Omit the images and reproduce the rest of the entries exactly.
[Extracted records — start]
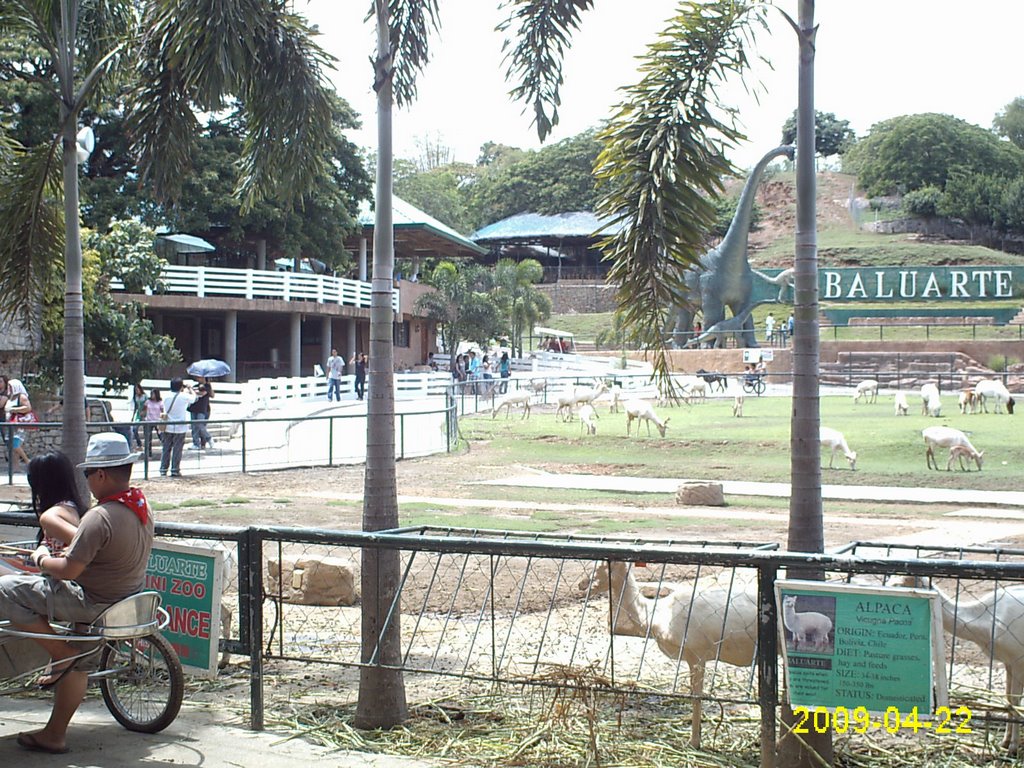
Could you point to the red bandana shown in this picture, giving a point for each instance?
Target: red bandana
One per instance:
(133, 500)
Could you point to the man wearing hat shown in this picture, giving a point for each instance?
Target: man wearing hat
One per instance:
(104, 562)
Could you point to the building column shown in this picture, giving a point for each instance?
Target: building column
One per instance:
(197, 338)
(231, 343)
(350, 341)
(296, 346)
(326, 338)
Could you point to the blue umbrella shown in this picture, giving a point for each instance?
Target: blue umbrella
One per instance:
(209, 369)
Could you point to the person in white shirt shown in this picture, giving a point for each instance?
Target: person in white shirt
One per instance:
(335, 370)
(173, 438)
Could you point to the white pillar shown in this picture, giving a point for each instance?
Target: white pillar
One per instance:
(231, 343)
(296, 346)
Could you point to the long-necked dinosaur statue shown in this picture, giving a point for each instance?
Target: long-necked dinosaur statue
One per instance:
(724, 278)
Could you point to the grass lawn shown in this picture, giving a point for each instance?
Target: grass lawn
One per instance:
(706, 441)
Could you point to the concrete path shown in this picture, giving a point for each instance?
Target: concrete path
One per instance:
(198, 737)
(540, 479)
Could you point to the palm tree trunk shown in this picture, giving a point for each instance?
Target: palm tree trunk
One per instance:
(382, 692)
(806, 530)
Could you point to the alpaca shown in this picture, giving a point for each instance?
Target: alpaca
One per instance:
(705, 622)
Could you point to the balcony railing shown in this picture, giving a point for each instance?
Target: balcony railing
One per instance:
(263, 284)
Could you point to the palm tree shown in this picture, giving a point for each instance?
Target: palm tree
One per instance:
(169, 57)
(543, 28)
(521, 304)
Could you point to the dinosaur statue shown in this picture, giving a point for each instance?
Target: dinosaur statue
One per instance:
(723, 278)
(718, 335)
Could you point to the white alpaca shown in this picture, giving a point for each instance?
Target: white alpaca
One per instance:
(995, 624)
(868, 389)
(639, 411)
(990, 389)
(902, 408)
(697, 623)
(513, 398)
(588, 419)
(834, 439)
(947, 437)
(807, 627)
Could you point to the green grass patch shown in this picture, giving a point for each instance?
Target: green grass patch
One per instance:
(706, 441)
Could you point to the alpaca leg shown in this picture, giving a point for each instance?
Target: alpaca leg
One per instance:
(696, 688)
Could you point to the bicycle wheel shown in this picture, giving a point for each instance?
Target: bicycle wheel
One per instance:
(141, 682)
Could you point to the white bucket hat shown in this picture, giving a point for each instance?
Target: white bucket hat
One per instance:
(108, 450)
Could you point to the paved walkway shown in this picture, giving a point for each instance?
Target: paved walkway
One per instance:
(198, 737)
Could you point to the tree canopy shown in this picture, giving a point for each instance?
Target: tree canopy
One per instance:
(909, 152)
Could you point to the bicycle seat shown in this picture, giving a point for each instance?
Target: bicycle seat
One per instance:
(133, 616)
[Extracted records — finish]
#### [The answer]
Could you point to the red bandana shown in this picture, giving a point for each instance?
Target: red bandana
One per instance:
(133, 500)
Could you point to the man wearing hat shown in this picture, giving a point for each instance?
Target: man wearing hat
One per instance:
(104, 562)
Could you point to the building column shown in this picture, giving a point for each instance?
Target: building column
One per instance:
(197, 338)
(231, 343)
(350, 341)
(296, 346)
(326, 338)
Could you point to the blue umbrella shown in this picture, giving a point for each instance?
Target: blue umbrella
One per instance:
(209, 369)
Could you point to the person in white shirt shown in this picture, giving a point for each instance?
Target: person in white shirt
One per instance:
(335, 370)
(173, 438)
Could you point to the white pillar shown in this picture, giving a point for each instance?
Target: white pillar
One per instance:
(231, 343)
(296, 346)
Could you point to the long-necked dinosaur statue shown in this picture, giving a point for each instance?
Target: long-necked dinosaur statue
One per instance:
(724, 278)
Could you point to the grass lawn shown in this picture, giving a point for each instance?
Target: grass lawn
One per instance:
(706, 441)
Could you point to the concrete path shown in this picture, giving a point for each instance?
Target: concrete path
One per instance:
(198, 737)
(540, 479)
Could you point to the palm tree trunk shown in this picture, giving a point for each instance?
Target: palm tree trunk
One per instance:
(382, 692)
(806, 530)
Could you point to the alpaca shown in this picture, giving a point for each instance?
Target: alpaca
One per instance:
(705, 622)
Could you point to the balcony railing shown in this picture, giving a point for each instance?
Target: balcony railing
One per instance:
(263, 284)
Could you point to the palm tree shown in this picture, giving a point for each instance?
Target: palm tree
One per instance:
(169, 57)
(543, 28)
(521, 304)
Could you point to the dinosaur statue shown in this picture, giving a point for each instance?
Target: dinosaur statue
One per instance:
(723, 278)
(718, 335)
Could you point to the white alpaca shown in this picture, giving a point for each instance?
Target: white alpaca
One per instance:
(995, 624)
(868, 389)
(639, 411)
(990, 389)
(902, 408)
(697, 623)
(513, 398)
(588, 419)
(834, 439)
(947, 437)
(807, 627)
Could you point to the green grass patch shown in this picture, giving a point for each instance?
Target: green grass patch
One per instance:
(706, 441)
Could you point to the alpaca leg shown in this picture, giving a point for each instance?
Target: alpaca leg
One per instance:
(696, 688)
Could you point to the bicycle wheel shown in this picture, giving a point for each instance?
Target: bicycle wheel
One per instance:
(141, 682)
Could you point to the white bucket hat shown in this picture, giving a point for each instance?
Target: white bucket hat
One per instance:
(108, 450)
Could you point to the paved walkway shown in this picture, giving a point for each instance?
Target: paved walkway
One per instance:
(198, 737)
Could you point to the tree canopy shown in this picture, giving a point for each instance?
Target: tree canopy
One per instance:
(909, 152)
Could you point to the bicycle seat shown in this picture, giving a point for each instance?
Target: bicycle seat
One per instance:
(133, 616)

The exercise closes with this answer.